Die Pandemie ist ein globaler Schock, der alle Mitgliedstaaten des Euroraums nahezu gleichzeitig getroffen hat. Inzwischen wird aber zunehmend klar, dass die Pandemie sehr unterschiedliche Auswirkungen hat. Dabei sind solche Länder besonders stark betroffen, die bereits vor der Krise ein geringes Wachstum oder einen hohen Schuldenstand aufwiesen. Somit droht die Pandemie, bereits bestehende Unterschiede zu verstärken.
Doch nicht nur zwischen Ländern zeigen sich Divergenzen. Auch innerhalb der Länder deutet vieles darauf hin, dass sich die bestehende Ungleichheit weiter verschärft hat. So wurden Personen mit geringerem Einkommen, geringerer Bildung sowie Frauen und Jüngere besonders stark getroffen.

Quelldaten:
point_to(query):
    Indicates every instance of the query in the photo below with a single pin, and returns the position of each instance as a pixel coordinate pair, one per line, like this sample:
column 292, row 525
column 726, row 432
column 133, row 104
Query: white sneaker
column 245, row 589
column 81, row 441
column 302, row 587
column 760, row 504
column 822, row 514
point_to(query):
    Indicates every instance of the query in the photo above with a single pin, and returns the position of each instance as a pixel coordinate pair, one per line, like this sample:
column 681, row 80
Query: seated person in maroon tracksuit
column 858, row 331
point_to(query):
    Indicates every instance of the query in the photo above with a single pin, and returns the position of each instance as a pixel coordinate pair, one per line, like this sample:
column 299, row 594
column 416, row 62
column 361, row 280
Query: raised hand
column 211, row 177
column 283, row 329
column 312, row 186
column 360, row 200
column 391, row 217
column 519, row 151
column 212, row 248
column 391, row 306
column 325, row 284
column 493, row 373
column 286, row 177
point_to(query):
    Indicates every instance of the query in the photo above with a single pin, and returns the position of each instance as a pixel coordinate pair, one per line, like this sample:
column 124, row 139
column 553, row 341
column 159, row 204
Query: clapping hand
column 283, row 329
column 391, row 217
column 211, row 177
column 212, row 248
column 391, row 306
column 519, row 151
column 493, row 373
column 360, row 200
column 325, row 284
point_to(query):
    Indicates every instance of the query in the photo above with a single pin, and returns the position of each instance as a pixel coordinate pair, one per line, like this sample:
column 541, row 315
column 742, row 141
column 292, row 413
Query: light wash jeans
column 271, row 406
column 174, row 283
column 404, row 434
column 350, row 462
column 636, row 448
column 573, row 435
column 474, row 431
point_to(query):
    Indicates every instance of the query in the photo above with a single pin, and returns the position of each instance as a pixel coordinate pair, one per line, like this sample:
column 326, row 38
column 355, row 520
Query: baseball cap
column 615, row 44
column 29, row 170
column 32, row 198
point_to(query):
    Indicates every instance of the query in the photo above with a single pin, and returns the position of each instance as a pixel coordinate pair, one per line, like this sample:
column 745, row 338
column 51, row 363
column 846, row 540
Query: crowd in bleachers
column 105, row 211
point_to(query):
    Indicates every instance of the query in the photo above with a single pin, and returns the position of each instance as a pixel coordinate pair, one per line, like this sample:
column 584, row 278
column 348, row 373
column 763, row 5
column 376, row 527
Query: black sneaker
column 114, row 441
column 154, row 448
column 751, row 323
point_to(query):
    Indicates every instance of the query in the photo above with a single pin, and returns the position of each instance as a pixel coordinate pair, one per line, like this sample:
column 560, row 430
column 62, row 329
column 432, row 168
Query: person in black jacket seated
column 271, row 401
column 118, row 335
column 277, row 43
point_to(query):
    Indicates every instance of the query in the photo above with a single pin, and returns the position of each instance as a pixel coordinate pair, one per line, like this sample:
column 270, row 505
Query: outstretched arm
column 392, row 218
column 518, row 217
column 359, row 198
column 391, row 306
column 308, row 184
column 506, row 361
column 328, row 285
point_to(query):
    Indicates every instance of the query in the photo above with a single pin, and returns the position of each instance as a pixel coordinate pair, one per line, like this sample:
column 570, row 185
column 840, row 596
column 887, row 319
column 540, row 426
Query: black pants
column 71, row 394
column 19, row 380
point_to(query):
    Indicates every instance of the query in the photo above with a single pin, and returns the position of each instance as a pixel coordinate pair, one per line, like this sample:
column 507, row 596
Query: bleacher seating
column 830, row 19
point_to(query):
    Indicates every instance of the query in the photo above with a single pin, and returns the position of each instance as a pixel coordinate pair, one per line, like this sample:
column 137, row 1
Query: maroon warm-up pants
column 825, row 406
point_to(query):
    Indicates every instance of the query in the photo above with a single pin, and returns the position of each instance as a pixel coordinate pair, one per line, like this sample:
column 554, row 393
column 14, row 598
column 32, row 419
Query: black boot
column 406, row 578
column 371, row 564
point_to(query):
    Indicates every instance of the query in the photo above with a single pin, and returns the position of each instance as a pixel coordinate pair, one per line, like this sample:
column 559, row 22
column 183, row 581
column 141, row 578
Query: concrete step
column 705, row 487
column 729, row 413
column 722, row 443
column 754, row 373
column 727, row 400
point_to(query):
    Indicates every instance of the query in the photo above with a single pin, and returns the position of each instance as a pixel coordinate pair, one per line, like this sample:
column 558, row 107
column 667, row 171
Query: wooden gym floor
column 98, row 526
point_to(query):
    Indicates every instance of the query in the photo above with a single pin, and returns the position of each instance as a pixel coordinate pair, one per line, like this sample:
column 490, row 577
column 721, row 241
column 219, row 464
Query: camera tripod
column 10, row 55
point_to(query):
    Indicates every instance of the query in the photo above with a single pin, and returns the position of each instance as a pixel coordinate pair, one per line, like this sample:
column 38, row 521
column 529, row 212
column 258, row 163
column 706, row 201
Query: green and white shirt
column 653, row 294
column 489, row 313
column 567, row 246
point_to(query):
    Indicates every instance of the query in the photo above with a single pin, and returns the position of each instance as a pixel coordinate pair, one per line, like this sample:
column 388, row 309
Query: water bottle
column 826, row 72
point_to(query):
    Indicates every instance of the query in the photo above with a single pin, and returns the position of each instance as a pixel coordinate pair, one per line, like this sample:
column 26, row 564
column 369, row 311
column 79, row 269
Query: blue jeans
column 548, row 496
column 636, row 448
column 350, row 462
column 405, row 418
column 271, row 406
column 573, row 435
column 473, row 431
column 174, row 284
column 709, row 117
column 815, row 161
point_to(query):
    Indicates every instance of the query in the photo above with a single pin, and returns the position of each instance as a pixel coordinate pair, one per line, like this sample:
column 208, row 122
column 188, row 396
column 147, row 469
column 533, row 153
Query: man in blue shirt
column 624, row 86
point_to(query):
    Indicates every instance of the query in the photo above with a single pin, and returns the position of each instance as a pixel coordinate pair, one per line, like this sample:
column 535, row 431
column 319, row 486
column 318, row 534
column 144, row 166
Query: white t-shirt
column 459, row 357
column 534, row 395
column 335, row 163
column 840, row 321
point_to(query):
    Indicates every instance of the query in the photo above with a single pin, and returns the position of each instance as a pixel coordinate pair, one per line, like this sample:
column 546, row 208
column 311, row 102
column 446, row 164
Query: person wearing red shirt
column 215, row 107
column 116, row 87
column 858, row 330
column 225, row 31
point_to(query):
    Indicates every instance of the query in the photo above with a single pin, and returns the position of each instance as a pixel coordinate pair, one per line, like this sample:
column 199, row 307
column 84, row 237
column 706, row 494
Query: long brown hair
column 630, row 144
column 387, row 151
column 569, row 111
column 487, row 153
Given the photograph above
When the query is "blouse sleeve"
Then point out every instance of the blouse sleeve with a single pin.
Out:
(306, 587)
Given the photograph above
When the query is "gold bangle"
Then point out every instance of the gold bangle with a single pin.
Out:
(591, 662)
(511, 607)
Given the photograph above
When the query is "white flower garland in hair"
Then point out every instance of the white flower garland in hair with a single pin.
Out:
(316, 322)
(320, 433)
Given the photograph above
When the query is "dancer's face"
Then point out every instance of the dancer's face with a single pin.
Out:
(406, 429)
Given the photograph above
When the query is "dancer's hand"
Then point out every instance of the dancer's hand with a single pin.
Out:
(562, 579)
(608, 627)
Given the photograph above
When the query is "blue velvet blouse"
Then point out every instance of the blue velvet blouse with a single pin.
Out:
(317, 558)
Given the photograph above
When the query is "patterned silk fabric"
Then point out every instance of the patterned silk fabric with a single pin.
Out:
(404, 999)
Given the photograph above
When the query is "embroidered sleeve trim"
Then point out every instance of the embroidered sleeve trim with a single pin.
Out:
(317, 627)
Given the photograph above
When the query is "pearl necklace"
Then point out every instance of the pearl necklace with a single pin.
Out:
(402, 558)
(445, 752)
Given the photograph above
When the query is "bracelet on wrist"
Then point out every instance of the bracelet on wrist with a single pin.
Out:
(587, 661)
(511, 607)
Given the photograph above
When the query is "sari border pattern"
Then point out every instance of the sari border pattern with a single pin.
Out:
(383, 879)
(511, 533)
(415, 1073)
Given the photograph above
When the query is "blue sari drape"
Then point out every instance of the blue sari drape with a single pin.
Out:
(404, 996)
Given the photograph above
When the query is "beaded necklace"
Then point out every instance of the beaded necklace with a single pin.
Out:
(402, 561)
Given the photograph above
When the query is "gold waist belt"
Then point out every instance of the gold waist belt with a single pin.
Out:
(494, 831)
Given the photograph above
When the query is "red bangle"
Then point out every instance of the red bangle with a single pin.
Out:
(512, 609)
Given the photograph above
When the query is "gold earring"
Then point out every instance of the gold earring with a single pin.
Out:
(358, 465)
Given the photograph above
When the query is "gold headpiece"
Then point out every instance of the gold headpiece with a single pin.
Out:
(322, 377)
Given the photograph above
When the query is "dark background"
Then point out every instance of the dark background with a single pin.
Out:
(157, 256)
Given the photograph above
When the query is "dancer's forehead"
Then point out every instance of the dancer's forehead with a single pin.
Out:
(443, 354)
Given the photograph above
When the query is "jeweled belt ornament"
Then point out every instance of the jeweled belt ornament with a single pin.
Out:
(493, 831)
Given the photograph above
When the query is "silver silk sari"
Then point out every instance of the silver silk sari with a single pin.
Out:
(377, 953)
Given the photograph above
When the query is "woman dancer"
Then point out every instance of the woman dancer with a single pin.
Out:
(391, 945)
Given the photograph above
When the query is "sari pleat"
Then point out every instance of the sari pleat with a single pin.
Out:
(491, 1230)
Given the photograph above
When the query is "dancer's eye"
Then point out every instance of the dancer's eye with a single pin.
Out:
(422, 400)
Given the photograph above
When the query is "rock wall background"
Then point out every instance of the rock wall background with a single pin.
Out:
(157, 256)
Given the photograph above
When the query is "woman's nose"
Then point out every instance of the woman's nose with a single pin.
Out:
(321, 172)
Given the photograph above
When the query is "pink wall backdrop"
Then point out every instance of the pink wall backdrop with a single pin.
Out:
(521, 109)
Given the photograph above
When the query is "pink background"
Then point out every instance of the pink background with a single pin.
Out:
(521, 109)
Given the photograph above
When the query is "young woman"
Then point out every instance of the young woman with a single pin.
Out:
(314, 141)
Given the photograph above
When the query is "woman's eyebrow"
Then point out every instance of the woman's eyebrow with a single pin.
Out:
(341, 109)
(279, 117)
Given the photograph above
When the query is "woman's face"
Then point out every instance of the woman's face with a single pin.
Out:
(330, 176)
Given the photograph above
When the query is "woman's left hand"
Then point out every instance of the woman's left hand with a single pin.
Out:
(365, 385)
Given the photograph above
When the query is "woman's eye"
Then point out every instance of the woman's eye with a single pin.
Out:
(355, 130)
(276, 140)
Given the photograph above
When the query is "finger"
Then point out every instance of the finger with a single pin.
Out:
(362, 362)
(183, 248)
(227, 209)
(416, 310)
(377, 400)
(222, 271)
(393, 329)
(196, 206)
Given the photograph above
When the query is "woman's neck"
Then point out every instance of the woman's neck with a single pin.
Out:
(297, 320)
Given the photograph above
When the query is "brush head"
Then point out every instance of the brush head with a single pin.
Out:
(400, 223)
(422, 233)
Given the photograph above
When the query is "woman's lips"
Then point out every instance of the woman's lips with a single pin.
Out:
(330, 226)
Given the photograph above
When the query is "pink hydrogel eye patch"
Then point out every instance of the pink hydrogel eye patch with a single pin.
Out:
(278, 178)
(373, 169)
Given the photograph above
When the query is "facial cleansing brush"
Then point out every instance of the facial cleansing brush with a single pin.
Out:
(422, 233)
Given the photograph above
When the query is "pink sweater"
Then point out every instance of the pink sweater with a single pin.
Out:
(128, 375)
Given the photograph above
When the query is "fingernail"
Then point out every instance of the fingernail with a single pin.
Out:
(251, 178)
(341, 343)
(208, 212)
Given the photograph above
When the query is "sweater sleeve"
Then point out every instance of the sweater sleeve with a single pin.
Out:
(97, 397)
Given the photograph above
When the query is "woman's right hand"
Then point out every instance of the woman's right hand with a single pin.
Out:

(Arbeitsauftrag A): Zähle alle Personengruppen auf, die laut dem Auszug über die Folgen der Pandemie innerhalb der Länder besonders stark getroffen wurden.
(Arbeitsauftrag B): Führe den Auszug über die ungleichen Folgen der Pandemie im Euroraum nach seinem letzten Satz weiter.

(Deine Antwort A):
- Personen mit geringerem Einkommen
- Personen mit geringerer Bildung
- Frauen
- Jüngere

(Deine Antwort B):
Die einheitliche Geldpolitik der Europäischen Zentralbank (EZB) kann nur eingeschränkt auf diese Divergenz reagieren. Stattdessen ist es Aufgabe der Fiskalpolitik, gezielte Maßnahmen zu ergreifen, um eine strukturelle Verfestigung der entstandenen Ungleichheit zu verhindern.
Drohende Divergenzen auf Länderebene
Deutliche Unterschiede zeigen sich bereits bei der Betrachtung der Entwicklung der Fallzahlen von COVID-19. Im internationalen Vergleich haben sich die Fallzahlen in Europa relativ günstig entwickelt, während etwa Nord- und Südamerika einen weit dramatischeren Anstieg der Fallzahlen zu verzeichnen hatten (Abbildung 1).
Abbildung 1
Gesamtzahl der COVID-19-Infektionen im internationalen Vergleich.
Allerdings zeigt sich innerhalb Europas eine sehr heterogene Entwicklung. In den vergangenen Wochen war vor allem in Spanien und Frankreich eine rasche Zunahme der aktiven COVID-19-Infektionen zu beobachten, während sich diese in Deutschland und Italien im Verhältnis zur Einwohnerzahl auf relativ niedrigem Niveau befinden (Abbildung 2).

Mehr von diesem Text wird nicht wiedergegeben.